*Quelltext:*
==*==
Als sie hörten, daß ich nicht mehr hören wollte, und aufstanden, um fortzugehen, sagte einer derselben: Ach Claes, wie jämmerlich bist du verirrt, und gleichwohl habe ich dich so lieb, ich wollte, daß du meines Sinnes wärest und daß ich meinen Leib verbrennen lassen möchte. Ach, armer Mensch, ich will für dich bitten und bitten lassen, wenn ich predige. Claes: Ich begehre nicht, daß ihr für mich bittet oder bitten lasst, denn euer Gebet ist nichtig und wird von Gott nicht erhört, solange als ihr in eurer Bosheit bleibt. Antwort: Vielleicht ist doch unter dem ganzen Haufen einer oder zwei, die gut sind. Claes: Geht eures Wegs, denn ihr sucht nur zu plaudern. Da ging er lachend hinweg und sagte: Ich will für dich bitten lassen, du magst wollen oder nicht, denn ich habe an dir einen Wohlgefallen, und ich will wiederkommen.
==*==
*Aufgabe:* Gib den Quelltext Wort für Wort wieder, beginnend bei den Worten „Als sie hörten, daß“ und endend nach „ich will wiederkommen.“. Die Auflistung ist eigenständiges Material und gehört nicht zum Quelltext.

*Angezeigte Angaben:*
==*==
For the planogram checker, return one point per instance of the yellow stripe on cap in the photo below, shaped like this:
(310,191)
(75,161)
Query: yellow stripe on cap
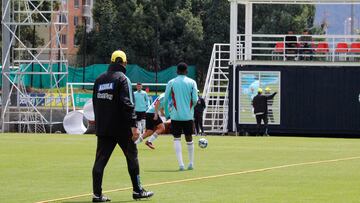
==*==
*Lösung:*
Als sie hörten, daß ich nicht mehr hören wollte, und aufstanden, um fortzugehen, sagte einer derselben: Ach Claes, wie jämmerlich bist du verirrt, und gleichwohl habe ich dich so lieb, ich wollte, daß du meines Sinnes wärest und daß ich meinen Leib verbrennen lassen möchte. Ach, armer Mensch, ich will für dich bitten und bitten lassen, wenn ich predige. Claes: Ich begehre nicht, daß ihr für mich bittet oder bitten lasst, denn euer Gebet ist nichtig und wird von Gott nicht erhört, solange als ihr in eurer Bosheit bleibt. Antwort: Vielleicht ist doch unter dem ganzen Haufen einer oder zwei, die gut sind. Claes: Geht eures Wegs, denn ihr sucht nur zu plaudern. Da ging er lachend hinweg und sagte: Ich will für dich bitten lassen, du magst wollen oder nicht, denn ich habe an dir einen Wohlgefallen, und ich will wiederkommen.